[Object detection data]
·····

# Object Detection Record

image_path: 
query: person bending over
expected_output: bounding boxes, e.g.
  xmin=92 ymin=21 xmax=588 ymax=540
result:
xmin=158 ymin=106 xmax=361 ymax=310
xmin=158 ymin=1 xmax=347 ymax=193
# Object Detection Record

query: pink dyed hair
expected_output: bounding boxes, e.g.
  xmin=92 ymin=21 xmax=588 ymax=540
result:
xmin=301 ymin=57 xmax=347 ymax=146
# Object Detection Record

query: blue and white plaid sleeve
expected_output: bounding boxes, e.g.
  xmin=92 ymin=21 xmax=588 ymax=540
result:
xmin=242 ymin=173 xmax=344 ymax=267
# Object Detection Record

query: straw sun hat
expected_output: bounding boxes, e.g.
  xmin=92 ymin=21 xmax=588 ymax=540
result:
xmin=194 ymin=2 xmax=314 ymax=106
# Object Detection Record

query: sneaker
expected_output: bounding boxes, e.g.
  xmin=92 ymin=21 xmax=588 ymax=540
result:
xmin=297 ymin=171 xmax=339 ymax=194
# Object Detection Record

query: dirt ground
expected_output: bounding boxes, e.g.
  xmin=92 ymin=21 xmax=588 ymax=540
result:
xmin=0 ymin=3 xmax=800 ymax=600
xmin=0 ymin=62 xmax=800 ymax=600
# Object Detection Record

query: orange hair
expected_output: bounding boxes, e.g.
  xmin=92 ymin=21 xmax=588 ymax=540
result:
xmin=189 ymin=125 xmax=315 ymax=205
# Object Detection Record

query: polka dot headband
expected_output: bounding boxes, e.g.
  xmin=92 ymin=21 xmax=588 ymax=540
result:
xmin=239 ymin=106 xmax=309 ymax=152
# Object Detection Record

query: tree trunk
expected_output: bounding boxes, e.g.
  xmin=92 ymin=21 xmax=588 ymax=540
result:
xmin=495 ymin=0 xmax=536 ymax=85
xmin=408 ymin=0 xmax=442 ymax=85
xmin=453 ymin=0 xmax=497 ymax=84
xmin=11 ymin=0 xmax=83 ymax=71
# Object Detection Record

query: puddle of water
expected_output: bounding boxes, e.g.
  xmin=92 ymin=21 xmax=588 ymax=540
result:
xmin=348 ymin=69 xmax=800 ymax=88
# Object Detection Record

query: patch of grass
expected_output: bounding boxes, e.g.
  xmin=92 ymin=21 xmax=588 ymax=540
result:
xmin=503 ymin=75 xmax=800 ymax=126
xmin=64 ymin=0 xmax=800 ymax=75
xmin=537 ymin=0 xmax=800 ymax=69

·····

### Required task:
Repeat the lines from the very start down through the line containing "xmin=301 ymin=57 xmax=347 ymax=146", renaming "query" to "prompt" and leaving everything else unchanged.

### Written response:
# Object Detection Record

image_path: 
prompt: person bending over
expected_output: bounding boxes, e.g.
  xmin=92 ymin=21 xmax=588 ymax=540
result:
xmin=158 ymin=106 xmax=361 ymax=310
xmin=158 ymin=1 xmax=347 ymax=193
# Object Detection Record

prompt: pink dyed hair
expected_output: bounding boxes, e.g.
  xmin=92 ymin=21 xmax=588 ymax=540
result:
xmin=301 ymin=57 xmax=347 ymax=146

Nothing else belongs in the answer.